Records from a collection

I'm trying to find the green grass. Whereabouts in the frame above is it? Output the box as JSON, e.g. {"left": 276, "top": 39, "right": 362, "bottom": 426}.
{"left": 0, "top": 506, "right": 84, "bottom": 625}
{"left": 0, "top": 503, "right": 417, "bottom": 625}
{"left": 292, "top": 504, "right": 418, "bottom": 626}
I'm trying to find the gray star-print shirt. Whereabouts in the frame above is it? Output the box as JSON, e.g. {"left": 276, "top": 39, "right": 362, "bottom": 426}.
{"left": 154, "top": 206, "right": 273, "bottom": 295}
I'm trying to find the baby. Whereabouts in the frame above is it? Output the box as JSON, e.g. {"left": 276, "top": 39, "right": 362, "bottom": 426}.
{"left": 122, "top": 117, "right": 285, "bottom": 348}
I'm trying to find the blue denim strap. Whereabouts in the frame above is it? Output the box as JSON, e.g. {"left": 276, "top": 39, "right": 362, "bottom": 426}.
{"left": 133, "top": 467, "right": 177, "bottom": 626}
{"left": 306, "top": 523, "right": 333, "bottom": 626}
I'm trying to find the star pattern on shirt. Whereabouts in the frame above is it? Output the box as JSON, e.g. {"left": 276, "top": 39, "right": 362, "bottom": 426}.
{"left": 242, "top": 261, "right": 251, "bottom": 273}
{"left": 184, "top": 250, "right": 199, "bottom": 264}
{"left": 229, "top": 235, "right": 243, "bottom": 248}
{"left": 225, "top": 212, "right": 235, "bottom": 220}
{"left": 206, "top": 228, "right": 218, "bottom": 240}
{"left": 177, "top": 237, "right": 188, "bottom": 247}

=== What you should do ===
Reproduce each entry exactly, leaving out nothing.

=== Solved exercise ===
I'm trying to find the green grass. Whereabouts in the frame above is it? Output the box as JSON, e.g. {"left": 276, "top": 39, "right": 362, "bottom": 426}.
{"left": 0, "top": 506, "right": 84, "bottom": 625}
{"left": 0, "top": 503, "right": 417, "bottom": 625}
{"left": 292, "top": 504, "right": 418, "bottom": 626}
I'm trying to find the gray star-print shirt. Whereabouts in the frame above is it? Output the box as JSON, e.g. {"left": 276, "top": 39, "right": 362, "bottom": 426}.
{"left": 154, "top": 206, "right": 273, "bottom": 295}
I'm trying to find the baby. Whereabouts in the frame above is it? Output the box as JSON, e.g. {"left": 276, "top": 39, "right": 362, "bottom": 426}.
{"left": 122, "top": 117, "right": 285, "bottom": 348}
I'm trying to find the blue denim strap. Whereabouts in the frame above is it? Output the box as JSON, e.g. {"left": 276, "top": 39, "right": 362, "bottom": 426}.
{"left": 133, "top": 467, "right": 177, "bottom": 626}
{"left": 306, "top": 523, "right": 333, "bottom": 626}
I'm trying to find the star pattern on shirt. Whereabouts in the frame above is it? Output the box as JSON, e.g. {"left": 276, "top": 39, "right": 362, "bottom": 426}.
{"left": 242, "top": 261, "right": 251, "bottom": 273}
{"left": 184, "top": 250, "right": 199, "bottom": 264}
{"left": 229, "top": 235, "right": 243, "bottom": 248}
{"left": 225, "top": 212, "right": 235, "bottom": 220}
{"left": 206, "top": 228, "right": 218, "bottom": 240}
{"left": 177, "top": 237, "right": 188, "bottom": 247}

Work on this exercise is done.